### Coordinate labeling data
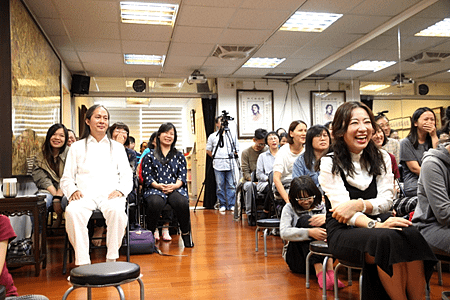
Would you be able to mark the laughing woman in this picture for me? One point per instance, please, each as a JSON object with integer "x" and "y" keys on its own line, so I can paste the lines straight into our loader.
{"x": 49, "y": 167}
{"x": 164, "y": 173}
{"x": 358, "y": 183}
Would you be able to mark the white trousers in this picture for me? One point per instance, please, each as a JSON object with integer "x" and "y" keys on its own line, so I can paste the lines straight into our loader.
{"x": 78, "y": 213}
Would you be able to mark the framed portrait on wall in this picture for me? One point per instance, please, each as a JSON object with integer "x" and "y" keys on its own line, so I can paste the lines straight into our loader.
{"x": 324, "y": 105}
{"x": 255, "y": 110}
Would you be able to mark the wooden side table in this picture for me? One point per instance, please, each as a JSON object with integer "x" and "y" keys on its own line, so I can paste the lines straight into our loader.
{"x": 33, "y": 206}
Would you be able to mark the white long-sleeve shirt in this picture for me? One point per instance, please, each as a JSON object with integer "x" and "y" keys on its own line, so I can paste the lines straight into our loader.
{"x": 96, "y": 169}
{"x": 333, "y": 185}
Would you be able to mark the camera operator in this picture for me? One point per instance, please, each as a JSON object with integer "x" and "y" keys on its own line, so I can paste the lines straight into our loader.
{"x": 222, "y": 146}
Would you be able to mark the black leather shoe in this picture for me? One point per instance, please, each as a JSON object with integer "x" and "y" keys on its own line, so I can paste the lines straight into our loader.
{"x": 187, "y": 240}
{"x": 251, "y": 220}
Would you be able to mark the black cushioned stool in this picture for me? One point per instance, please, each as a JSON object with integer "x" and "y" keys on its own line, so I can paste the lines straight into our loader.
{"x": 104, "y": 275}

### Set exercise
Reproduce the entries from the line containing "Would you be able to mark the black cushioned" through the last line of the entries, both ends included, keeping the requests intact. Multiply every coordinate value in the answers by 2.35 and round each result to the nearest whole number, with halves rounded up.

### Answer in full
Would you be able to mark the black cushioned stool in this picture for me? One point per instance, please, each as a JSON object with integer "x" and "y" keys on its own line, so I can paste the lines straight into our loader.
{"x": 244, "y": 646}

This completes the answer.